Items from a dataset
━━━━━━━━

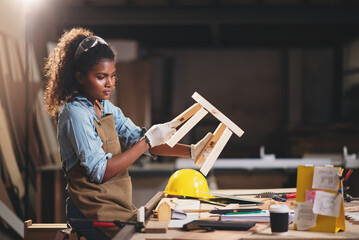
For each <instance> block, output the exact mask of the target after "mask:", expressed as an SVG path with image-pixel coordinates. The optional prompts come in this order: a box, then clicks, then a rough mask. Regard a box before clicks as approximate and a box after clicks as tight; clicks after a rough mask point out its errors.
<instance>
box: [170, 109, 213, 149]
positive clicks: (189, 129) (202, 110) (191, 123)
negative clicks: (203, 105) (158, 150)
mask: <svg viewBox="0 0 359 240" xmlns="http://www.w3.org/2000/svg"><path fill="white" fill-rule="evenodd" d="M207 113H208V112H207V111H206V110H205V109H204V108H201V109H200V110H198V112H197V113H196V114H195V115H193V117H191V118H190V119H189V120H188V121H187V122H186V123H185V124H183V126H182V127H181V128H180V129H178V130H177V132H176V133H175V134H174V135H173V136H172V137H171V138H170V140H168V141H167V142H166V144H167V145H169V146H170V147H173V146H174V145H176V143H178V142H179V140H181V139H182V138H183V137H184V135H186V134H187V133H188V132H189V131H190V130H191V129H192V128H193V127H194V126H195V125H196V124H197V123H198V122H199V121H201V119H202V118H204V116H206V115H207Z"/></svg>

━━━━━━━━

**TASK PROMPT**
Copy out all of the records above line for line, without any change, and leave out the pictures.

**SOLUTION FOR THIS TASK**
For each <instance> block, output the exact mask of the target after "mask:", expressed as an SVG path with image-pixel coordinates. The optional prompts come in this order: a box, then clicks, then a rough mask. Regard a box before clicks as approximate and a box after clicks as tight; clicks after a rough mask point out its errors.
<instance>
box: [170, 109, 213, 149]
positive clicks: (189, 129) (202, 110) (191, 123)
negative clicks: (203, 105) (158, 150)
mask: <svg viewBox="0 0 359 240" xmlns="http://www.w3.org/2000/svg"><path fill="white" fill-rule="evenodd" d="M207 113H208V112H207V111H206V110H205V109H204V108H201V109H200V110H198V112H197V113H196V114H195V115H193V117H191V118H190V119H189V120H188V121H187V122H186V123H185V124H183V126H182V127H181V128H180V129H178V130H177V132H176V133H175V134H174V135H173V136H172V137H171V138H170V140H168V141H167V142H166V144H167V145H169V146H170V147H173V146H174V145H176V143H178V142H179V140H181V139H182V138H183V137H184V135H186V134H187V133H188V132H189V131H190V130H191V129H192V128H193V127H194V126H195V125H196V124H197V123H198V122H199V121H201V119H202V118H204V116H206V115H207Z"/></svg>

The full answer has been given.